- _Required work_:
Using the data below, please return every line exactly as given.

[Start of Attachment]

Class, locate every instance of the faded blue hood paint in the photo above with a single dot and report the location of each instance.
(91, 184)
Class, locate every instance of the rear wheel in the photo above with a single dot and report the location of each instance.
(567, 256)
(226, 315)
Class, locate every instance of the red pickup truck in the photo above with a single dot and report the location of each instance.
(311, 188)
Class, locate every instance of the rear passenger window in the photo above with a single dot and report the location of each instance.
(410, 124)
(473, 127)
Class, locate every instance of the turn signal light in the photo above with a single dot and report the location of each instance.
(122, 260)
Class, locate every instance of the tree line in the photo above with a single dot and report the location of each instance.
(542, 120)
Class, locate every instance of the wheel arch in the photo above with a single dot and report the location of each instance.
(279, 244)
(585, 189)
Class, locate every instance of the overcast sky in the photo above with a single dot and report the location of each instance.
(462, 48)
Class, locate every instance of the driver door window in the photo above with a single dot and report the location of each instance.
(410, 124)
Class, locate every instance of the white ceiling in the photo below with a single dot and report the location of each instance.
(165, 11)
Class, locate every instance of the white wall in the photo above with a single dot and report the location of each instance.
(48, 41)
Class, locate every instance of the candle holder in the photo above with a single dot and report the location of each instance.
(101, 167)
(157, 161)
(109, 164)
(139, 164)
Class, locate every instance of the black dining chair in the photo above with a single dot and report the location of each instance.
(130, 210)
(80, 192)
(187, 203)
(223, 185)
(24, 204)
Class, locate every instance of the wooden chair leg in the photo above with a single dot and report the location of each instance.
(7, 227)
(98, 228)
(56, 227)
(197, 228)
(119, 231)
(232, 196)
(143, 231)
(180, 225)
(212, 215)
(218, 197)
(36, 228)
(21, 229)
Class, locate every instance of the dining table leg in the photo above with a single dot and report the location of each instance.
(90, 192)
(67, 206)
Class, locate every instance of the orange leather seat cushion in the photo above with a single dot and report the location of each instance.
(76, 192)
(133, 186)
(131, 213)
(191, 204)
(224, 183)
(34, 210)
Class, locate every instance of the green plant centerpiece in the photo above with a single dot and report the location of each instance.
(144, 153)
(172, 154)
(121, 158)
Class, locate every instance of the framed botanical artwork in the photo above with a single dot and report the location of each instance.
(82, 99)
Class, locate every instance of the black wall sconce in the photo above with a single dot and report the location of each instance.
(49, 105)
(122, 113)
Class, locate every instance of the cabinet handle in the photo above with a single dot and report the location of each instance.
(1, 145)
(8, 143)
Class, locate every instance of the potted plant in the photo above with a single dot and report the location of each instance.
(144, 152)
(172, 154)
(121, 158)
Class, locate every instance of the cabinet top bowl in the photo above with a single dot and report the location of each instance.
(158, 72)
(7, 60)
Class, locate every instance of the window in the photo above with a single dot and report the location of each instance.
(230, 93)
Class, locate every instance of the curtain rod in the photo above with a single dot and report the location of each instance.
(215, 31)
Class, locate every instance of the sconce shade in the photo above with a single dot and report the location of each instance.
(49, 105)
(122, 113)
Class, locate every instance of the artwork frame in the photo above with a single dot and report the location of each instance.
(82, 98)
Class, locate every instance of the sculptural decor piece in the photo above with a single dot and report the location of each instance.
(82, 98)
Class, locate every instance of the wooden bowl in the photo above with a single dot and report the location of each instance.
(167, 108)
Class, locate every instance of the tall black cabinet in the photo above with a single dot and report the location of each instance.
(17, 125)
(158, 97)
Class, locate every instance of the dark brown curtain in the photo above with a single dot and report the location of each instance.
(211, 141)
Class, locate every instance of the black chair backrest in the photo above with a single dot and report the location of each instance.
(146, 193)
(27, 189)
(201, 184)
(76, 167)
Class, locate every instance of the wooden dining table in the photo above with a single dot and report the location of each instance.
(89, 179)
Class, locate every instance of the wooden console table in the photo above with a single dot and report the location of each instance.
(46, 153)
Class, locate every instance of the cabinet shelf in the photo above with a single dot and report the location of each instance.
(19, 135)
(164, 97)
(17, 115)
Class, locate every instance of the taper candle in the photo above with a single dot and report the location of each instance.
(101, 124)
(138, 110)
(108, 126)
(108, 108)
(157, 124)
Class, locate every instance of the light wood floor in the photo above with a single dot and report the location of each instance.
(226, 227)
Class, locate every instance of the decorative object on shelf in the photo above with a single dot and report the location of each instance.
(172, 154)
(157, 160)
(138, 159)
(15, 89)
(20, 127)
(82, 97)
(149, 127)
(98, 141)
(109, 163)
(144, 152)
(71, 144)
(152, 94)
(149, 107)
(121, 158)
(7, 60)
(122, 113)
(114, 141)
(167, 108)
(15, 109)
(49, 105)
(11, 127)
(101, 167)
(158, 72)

[End of Attachment]

- _The completed task_:
Class, locate every instance of the faded blue hood paint in the photo above with a single dot and report the location of each instance.
(91, 184)
Class, locate every instance of the rear wheel in the photo above with a single dot and report the location of each instance.
(567, 256)
(226, 315)
Class, locate every instance of the red pickup truck in the photo above with a single dot and report the location of each instance.
(311, 188)
Class, locate every instance of the rear passenger window in the photo above with a single dot and report the location of each instance.
(410, 124)
(473, 127)
Class, locate every instance of the turn signal light in the photo above with a single dot and report the location of each instance.
(122, 260)
Class, locate every instance of the tree line in the photo above with a single dot and report the location of each instance.
(542, 120)
Class, locate every instance of the wheel arch in the photo above with a single dot and report the location of each instance.
(279, 244)
(585, 189)
Class, locate every instance of the overcast sky in the photo above with a single dot and report the location of each instance.
(462, 48)
Class, locate every instance of the driver door window in the photo above with a single dot and report the location of each instance.
(410, 124)
Class, locate every instance of the white ceiling in the photo below with a single dot and report the location of each instance.
(165, 11)
Class, locate every instance of the white wall in the photo above with a single dot and report the location of each instance.
(48, 41)
Class, locate every instance of the candle holder in the photo above with a single dot and report the location of each instance.
(101, 167)
(157, 161)
(109, 164)
(139, 164)
Class, locate every instance of the black dining chair in the photo above with a single dot and report the location of each instance.
(130, 210)
(80, 192)
(187, 203)
(223, 185)
(24, 204)
Class, locate every instance of the wooden chair leg in the photo above with a single dot and report the location of each instance.
(7, 227)
(98, 228)
(56, 227)
(197, 228)
(119, 231)
(232, 196)
(143, 231)
(180, 225)
(212, 215)
(218, 197)
(36, 228)
(21, 229)
Class, locate every instance of the dining table leg in the photo above with a single dot and report the location of each instance.
(90, 192)
(67, 206)
Class, locate every instance of the orange leather seat cushion in the photo above with a single dot and report the location of each instance.
(76, 192)
(133, 186)
(131, 213)
(191, 204)
(224, 183)
(34, 210)
Class, locate every instance of the green plant centerpiece in the photo above with a single dot and report the location of each instance.
(144, 153)
(172, 154)
(121, 158)
Class, locate every instance of the framed botanical artwork in the photo above with a single dot and report the location of each instance.
(82, 99)
Class, locate every instance of the black wall sconce in the photo above with a single dot and report the location of each instance.
(49, 105)
(122, 113)
Class, locate every instance of the cabinet handle in the photo above with a single dot and report the location of each instance.
(1, 145)
(8, 143)
Class, locate every instance of the potted plant in the photo above with a single dot and report the location of each instance.
(144, 152)
(172, 154)
(121, 158)
Class, locate every instance of the cabinet top bowl in the photo above with a single dot and report the location of each instance.
(158, 72)
(7, 60)
Class, locate every instance of the window in the photo above with a single dot and report the location of each instance.
(230, 93)
Class, locate every instance of the curtain rod in the photo above with a single dot and report the location of each instance.
(215, 31)
Class, locate every instance of the sconce shade in the photo above with a single dot and report the location of each instance.
(49, 105)
(122, 113)
Class, locate every instance of the artwork frame in the photo above with a single dot and report the location of each instance.
(82, 98)
Class, locate every instance of the sculptural decor piece in the photo above with a single dot and report the location of each instance.
(82, 98)
Class, locate every instance of the wooden bowl in the photo above with a single dot and report the location of each instance.
(167, 108)
Class, locate every instance of the tall black cabinet in the photo above with a single dot and report the location of each instance.
(17, 125)
(158, 97)
Class, locate every instance of the dark brown curtain in the photo above with a single dot and report the location of each instance.
(211, 141)
Class, locate every instance of the black chair backrest in the photo above with a single dot and report the location of each instance.
(146, 193)
(27, 189)
(201, 184)
(76, 167)
Class, locate every instance of the wooden dining table in the photo above with a single dot and report the location of each instance.
(89, 179)
Class, locate every instance of the wooden console table in the photo above with a single dot and report the location of each instance.
(46, 153)
Class, locate every instance of the cabinet shelf in the photo above with a single dot and report the location of each instance.
(19, 135)
(164, 97)
(17, 115)
Class, locate every instance of the taper candle in the photo above with a single dot and report the location of each instance.
(101, 124)
(138, 110)
(108, 126)
(108, 108)
(157, 124)
Class, locate every instance of the light wood floor in the photo above with a single dot and report the location of each instance.
(226, 227)
Class, locate every instance of the decorative object on shelf in the photo above with a single dot and report the location of each instance.
(172, 154)
(157, 160)
(138, 159)
(15, 89)
(20, 127)
(82, 97)
(149, 127)
(98, 141)
(109, 163)
(144, 152)
(71, 144)
(152, 94)
(149, 107)
(121, 158)
(7, 60)
(122, 113)
(114, 141)
(167, 108)
(15, 109)
(49, 105)
(11, 127)
(101, 167)
(158, 72)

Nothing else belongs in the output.